» **WHAT THE TASK REQUIRES**
Type out all the data below, word for word.

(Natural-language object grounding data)
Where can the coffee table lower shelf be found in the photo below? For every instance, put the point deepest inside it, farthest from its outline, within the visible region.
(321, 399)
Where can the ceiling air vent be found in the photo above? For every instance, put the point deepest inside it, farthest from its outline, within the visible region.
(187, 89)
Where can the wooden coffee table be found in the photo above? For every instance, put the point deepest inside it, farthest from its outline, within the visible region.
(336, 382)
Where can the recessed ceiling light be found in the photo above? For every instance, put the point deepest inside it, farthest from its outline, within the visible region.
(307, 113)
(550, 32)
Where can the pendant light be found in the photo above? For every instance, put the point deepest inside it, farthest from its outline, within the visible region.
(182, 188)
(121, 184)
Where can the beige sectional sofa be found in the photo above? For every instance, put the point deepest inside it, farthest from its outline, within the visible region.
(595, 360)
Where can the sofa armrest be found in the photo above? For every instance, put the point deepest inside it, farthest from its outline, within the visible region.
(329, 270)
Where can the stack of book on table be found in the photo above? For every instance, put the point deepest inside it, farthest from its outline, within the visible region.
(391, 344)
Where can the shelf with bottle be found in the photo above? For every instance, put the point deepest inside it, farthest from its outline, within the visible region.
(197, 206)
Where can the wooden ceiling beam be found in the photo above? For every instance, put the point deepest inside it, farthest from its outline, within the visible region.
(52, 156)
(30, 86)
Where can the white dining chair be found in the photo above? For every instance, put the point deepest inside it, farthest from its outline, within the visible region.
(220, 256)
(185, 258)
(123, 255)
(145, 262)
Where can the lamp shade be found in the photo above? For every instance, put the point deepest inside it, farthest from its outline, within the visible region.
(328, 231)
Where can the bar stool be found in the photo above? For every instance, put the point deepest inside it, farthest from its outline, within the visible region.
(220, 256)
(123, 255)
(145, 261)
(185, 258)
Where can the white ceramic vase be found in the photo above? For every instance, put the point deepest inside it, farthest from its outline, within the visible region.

» **TASK SOLUTION**
Where can the coffee table lower shelf be found in the photo below? For every instance, put the point deepest inside it, farthest from its outline, within the visible region.
(321, 399)
Where can the ceiling air vent be found in the photo above? For every instance, put the point deepest inside it, farthest from its outline, within the visible region.
(187, 89)
Where can the wooden coffee table be found in the photo above? For every instance, put the point deepest inside it, farthest from its outline, within the visible region.
(336, 382)
Where can the recessed ceiling light be found in the photo above? For every instance, put the point deepest inside it, farthest from its outline, within the visible region.
(307, 113)
(550, 32)
Where can the pendant light be found in the photo above? For every instance, put the point deepest inside it, farthest from its outline, within the visible region.
(182, 188)
(121, 184)
Where can the beige sectional sofa be found in the photo above? For every instance, put the point deepest inside it, farthest from its outline, within the visible region.
(595, 360)
Where can the sofa armrest be found in the photo above? For every instance, put the point deepest inside it, farthest from its outline, within the visible region.
(329, 270)
Where can the stack of book on table be found in the photo above? For every instance, put the point deepest inside it, farthest from its outline, within the visible region.
(391, 344)
Where can the shelf with bottle be found in the photo above? For every instance, put the point deepest inside it, farthest from its outline, within the visible region.
(197, 206)
Where can the wooden ceiling beam be found in the photo above? For every instance, put the point deepest inside it, farthest from its outline, within the visible region.
(52, 156)
(30, 86)
Where can the white dining chair be found in the photo above? For every instance, put the point deepest inside it, farthest from its outline, within the visible region.
(220, 256)
(185, 258)
(123, 255)
(145, 262)
Where can the lamp shade be found in the photo above? For every instance, put the point deepest inside it, farthest from its outline, within the visible region.
(328, 231)
Where can the bar stool be found in the photo above? For every instance, put the point deepest inside it, farthest from its outline, within the visible region.
(220, 256)
(123, 255)
(145, 261)
(185, 258)
Where can the white ceramic vase be found in the photo above? For every instance, put the point deepest inside it, farthest from its outline, within the visible region.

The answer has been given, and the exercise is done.